Source text:
# Channels, shows DirecTV and Dish don't want to give you.



## Art7220 (Feb 4, 2004)

TV providers black out things I want to see, which is why I don't subscribe to them. Where are these shows/movies?

Bomb Girls, Don Cherry 2, HBO Canada, ABC Spark, Arctic Air, Mr. D, TSN, FX Canada, Murdoch Mysteries, Republic of Doyle.

Any others I missed? Here's a link about The River on Itunes.

www.digitaltrends.com/international...-us-tv-debut-will-it-curb-piracy-of-the-show/

Now if they were going to do this with the above shows, I'd go for it within a second, otherwise...

Guess I'll have to keep waiting for those channels till they finally decide they want my business.


----------



## Davenlr (Sep 16, 2006)

Art7220 said:


> TV providers black out things I want to see, which is why I don't subscribe to them.


Exactly why I no longer subscribe to Major League Baseball, or the Sports Pack. If they dont want me to watch what I am paying for, I wont pay or watch any of it. Plenty of other choices out there.


----------



## dpeters11 (May 30, 2007)

Looks like most of these are Canadian channels. I think even on cable Canadian networks are only in the border areas. DirecTV and dish could do this, but don't. I don't think they can broadcast them nationwide.

The providers don't just black shows out because they want to, it's based on various rules. There are some crazy MLB blackout rules, but it's not the providers fault.


----------



## Art7220 (Feb 4, 2004)

dpeters11, sports blackouts are a different thing and complicated as well. But foreign shows shouldn't be that complicated to figure out.

In addition to the above The River example another show, Skins UK is available on Hulu and I think Hulu Plus. So that's a little better, but it still needs more improvement. Till then however, if it's available elsewhere through gray market means, you have no choice. And are you going to wait months or years for it to show up?

The movie studios sometimes put out their bigger movies worldwide simultaneously in comparison.


----------



## dpeters11 (May 30, 2007)

I guess I'm not getting it (not unusual), if a show isnt available on Hulu/Amazon instant/iTunes or on the channels website like The River, that is not up to DirecTV or Dish. It's the studio etc.


----------



## fluffybear (Jun 19, 2004)

dpeters11 said:


> Looks like most of these are Canadian channels. I think even on cable Canadian networks are only in the border areas. DirecTV and dish could do this, but don't. I don't think they can broadcast them nationwide.
> 
> The providers don't just black shows out because they want to, it's based on various rules. There are some crazy MLB blackout rules, but it's not the providers fault.


I am not sure if things have changed in the last 4 years but I lived in International Falls, MN for 5 years and at the time not a single Canadian channel was being carried by the cable system up there.


----------



## dpeters11 (May 30, 2007)

"fluffybear" said:


> I am not sure if things have changed in the last 4 years but I lived in International Falls, MN for 5 years and at the time not a single Canadian channel was being carried by the cable system up there.


I don't know how common it is, but Time Warner carries two Canadian channels in their basic lineup in Buffalo.


----------



## CCarncross (Jul 19, 2005)

So let me get this straight. You live in the US(CAlifornia, or CAnada), and want shows/stations that are only available in Canada? So you claim its some kind of conspiracy? Its not a blackout unless you get the channel they air on and its actually blacked out. It's all about transmission rights and whose getting paid to allow transmission/re-transmission. Ridiculous post...


----------



## pablo (Oct 11, 2007)

Prompt:
In the forum thread, how many Canadian channels does Time Warner carry in its basic lineup in Buffalo? The lines that come next have no connection to the forum thread.

[Saved entries]
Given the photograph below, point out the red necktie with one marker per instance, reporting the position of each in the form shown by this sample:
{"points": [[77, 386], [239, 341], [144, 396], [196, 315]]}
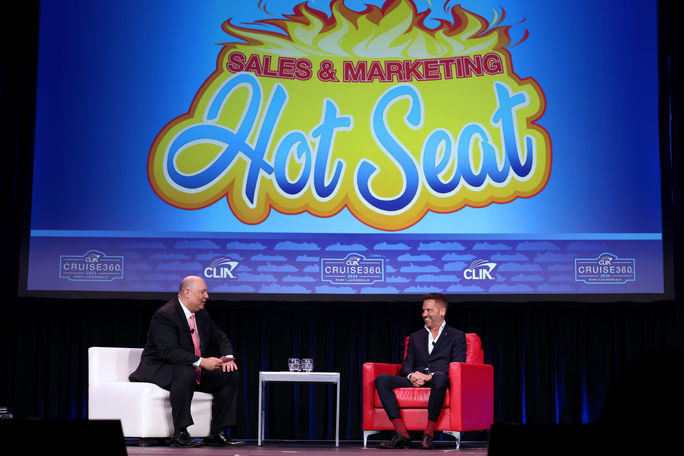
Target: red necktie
{"points": [[195, 342]]}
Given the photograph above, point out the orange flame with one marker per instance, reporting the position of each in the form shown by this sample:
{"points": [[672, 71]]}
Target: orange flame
{"points": [[394, 30]]}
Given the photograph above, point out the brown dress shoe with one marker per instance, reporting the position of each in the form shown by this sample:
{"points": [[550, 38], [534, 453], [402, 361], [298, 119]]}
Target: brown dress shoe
{"points": [[397, 441]]}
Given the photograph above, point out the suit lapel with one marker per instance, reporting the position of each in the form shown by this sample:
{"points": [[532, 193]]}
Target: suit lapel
{"points": [[183, 322], [441, 340]]}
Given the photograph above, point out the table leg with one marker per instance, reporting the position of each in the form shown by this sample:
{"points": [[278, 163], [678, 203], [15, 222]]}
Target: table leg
{"points": [[260, 425], [337, 419]]}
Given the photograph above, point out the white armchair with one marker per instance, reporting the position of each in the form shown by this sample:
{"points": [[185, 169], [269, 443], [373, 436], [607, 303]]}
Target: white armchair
{"points": [[143, 408]]}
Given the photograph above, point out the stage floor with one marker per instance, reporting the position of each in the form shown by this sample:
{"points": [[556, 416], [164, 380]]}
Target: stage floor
{"points": [[273, 448]]}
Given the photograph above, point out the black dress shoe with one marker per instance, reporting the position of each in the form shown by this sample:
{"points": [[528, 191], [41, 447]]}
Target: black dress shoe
{"points": [[223, 439], [183, 440], [426, 444], [397, 441]]}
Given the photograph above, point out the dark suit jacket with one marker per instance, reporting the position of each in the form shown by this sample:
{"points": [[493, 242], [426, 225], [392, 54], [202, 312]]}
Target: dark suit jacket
{"points": [[450, 347], [169, 343]]}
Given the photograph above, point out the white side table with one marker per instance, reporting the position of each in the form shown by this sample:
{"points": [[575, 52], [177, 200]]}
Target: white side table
{"points": [[309, 377]]}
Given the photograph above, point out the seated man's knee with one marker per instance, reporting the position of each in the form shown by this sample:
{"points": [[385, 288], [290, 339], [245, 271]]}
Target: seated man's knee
{"points": [[183, 375], [440, 380]]}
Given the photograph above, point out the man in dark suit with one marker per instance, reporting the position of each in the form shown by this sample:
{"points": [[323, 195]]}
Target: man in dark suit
{"points": [[426, 364], [186, 352]]}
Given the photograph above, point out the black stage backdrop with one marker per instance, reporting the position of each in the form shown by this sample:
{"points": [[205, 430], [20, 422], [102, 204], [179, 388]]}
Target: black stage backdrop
{"points": [[555, 362]]}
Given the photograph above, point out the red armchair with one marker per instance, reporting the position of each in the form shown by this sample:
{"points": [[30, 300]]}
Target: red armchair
{"points": [[468, 406]]}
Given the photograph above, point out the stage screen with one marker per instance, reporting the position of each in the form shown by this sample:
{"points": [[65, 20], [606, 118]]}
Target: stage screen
{"points": [[345, 147]]}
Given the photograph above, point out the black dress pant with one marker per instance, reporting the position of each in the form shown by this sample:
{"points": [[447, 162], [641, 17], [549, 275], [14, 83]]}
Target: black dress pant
{"points": [[223, 385], [385, 385]]}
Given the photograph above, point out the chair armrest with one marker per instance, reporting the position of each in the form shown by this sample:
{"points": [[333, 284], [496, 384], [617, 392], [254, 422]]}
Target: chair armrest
{"points": [[370, 372], [472, 395]]}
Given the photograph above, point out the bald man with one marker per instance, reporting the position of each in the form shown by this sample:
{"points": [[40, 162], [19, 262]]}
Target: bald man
{"points": [[186, 352]]}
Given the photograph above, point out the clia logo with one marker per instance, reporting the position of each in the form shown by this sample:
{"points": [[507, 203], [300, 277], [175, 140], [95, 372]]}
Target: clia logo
{"points": [[221, 268], [479, 270]]}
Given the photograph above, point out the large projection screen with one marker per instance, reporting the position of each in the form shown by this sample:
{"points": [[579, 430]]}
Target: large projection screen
{"points": [[495, 148]]}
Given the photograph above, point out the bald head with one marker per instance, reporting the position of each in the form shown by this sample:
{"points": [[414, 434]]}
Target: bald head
{"points": [[193, 293]]}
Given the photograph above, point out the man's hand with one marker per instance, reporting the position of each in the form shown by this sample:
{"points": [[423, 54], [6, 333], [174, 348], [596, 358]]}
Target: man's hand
{"points": [[225, 364], [229, 365], [210, 363], [419, 379]]}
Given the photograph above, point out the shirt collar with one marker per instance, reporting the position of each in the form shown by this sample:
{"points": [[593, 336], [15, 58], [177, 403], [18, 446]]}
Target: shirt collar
{"points": [[185, 310], [441, 328]]}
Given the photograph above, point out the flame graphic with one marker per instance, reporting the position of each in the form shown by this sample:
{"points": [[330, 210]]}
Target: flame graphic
{"points": [[396, 29]]}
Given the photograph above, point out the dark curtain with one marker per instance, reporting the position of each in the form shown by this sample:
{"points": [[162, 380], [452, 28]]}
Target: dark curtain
{"points": [[555, 362]]}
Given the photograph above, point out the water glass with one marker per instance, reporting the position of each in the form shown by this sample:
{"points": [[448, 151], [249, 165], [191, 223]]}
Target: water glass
{"points": [[294, 364], [307, 364]]}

Result of the task:
Two.